• _Request_:
Repeat the listing below in full, exactly as it stands.

++++

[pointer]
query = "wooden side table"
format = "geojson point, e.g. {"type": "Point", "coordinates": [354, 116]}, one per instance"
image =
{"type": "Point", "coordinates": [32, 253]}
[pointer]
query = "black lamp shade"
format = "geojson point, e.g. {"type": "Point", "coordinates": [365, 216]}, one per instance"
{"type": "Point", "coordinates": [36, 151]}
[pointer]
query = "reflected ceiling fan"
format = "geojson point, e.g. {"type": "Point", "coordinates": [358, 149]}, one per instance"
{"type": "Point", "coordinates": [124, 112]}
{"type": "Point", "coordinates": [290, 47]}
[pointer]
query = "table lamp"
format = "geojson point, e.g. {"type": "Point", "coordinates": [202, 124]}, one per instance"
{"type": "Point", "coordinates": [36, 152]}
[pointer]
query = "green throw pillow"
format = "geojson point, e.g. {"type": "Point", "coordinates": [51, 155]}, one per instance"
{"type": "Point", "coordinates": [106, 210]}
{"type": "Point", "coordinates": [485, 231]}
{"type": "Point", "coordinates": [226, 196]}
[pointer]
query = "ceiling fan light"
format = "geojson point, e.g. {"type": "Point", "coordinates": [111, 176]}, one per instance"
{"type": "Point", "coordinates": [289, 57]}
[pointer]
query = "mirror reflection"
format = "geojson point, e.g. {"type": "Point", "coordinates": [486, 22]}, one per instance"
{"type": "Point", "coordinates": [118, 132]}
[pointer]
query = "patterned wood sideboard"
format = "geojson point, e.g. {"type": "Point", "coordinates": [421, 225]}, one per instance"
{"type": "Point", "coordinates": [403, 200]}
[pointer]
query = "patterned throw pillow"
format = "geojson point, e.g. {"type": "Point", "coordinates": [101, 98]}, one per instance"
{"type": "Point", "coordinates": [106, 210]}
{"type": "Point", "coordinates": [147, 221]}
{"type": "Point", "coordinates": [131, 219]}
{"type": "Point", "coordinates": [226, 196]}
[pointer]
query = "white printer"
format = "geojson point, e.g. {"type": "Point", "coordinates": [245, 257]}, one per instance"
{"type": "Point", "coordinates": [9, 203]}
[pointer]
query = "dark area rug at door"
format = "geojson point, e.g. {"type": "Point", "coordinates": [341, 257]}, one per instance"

++++

• _Task solution_:
[pointer]
query = "wooden side table"
format = "geojson point, e.g. {"type": "Point", "coordinates": [354, 116]}, one per instance"
image =
{"type": "Point", "coordinates": [32, 253]}
[pointer]
query = "black lamp shade"
format = "geojson point, e.g. {"type": "Point", "coordinates": [365, 216]}, one per instance"
{"type": "Point", "coordinates": [36, 151]}
[pointer]
query = "reflected ceiling fan"
format = "geojson point, e.g. {"type": "Point", "coordinates": [358, 149]}, one per instance"
{"type": "Point", "coordinates": [124, 112]}
{"type": "Point", "coordinates": [290, 47]}
[pointer]
query = "table lamp"
format = "geojson point, e.g. {"type": "Point", "coordinates": [202, 124]}, one per instance"
{"type": "Point", "coordinates": [36, 152]}
[pointer]
query = "green throw pillow"
format = "geojson point, e.g. {"type": "Point", "coordinates": [51, 155]}, one per instance"
{"type": "Point", "coordinates": [106, 210]}
{"type": "Point", "coordinates": [485, 231]}
{"type": "Point", "coordinates": [226, 196]}
[pointer]
query = "ceiling fan light"
format = "geojson point, e.g. {"type": "Point", "coordinates": [111, 176]}, one per instance"
{"type": "Point", "coordinates": [289, 57]}
[pointer]
query = "mirror reflection"
format = "geojson point, e.g. {"type": "Point", "coordinates": [486, 22]}, one per instance"
{"type": "Point", "coordinates": [118, 132]}
[pointer]
query = "patterned wood sideboard"
format = "geojson point, e.g. {"type": "Point", "coordinates": [421, 225]}, one per instance"
{"type": "Point", "coordinates": [403, 200]}
[pointer]
query = "patterned throw pillow"
format = "geojson point, e.g. {"type": "Point", "coordinates": [101, 98]}, one per instance"
{"type": "Point", "coordinates": [106, 210]}
{"type": "Point", "coordinates": [147, 221]}
{"type": "Point", "coordinates": [131, 219]}
{"type": "Point", "coordinates": [226, 196]}
[pointer]
query = "white printer"
format = "geojson point, e.g. {"type": "Point", "coordinates": [245, 257]}, one per instance"
{"type": "Point", "coordinates": [9, 203]}
[pointer]
query = "dark area rug at door"
format = "geojson point, e.g. {"type": "Point", "coordinates": [341, 257]}, one per instance"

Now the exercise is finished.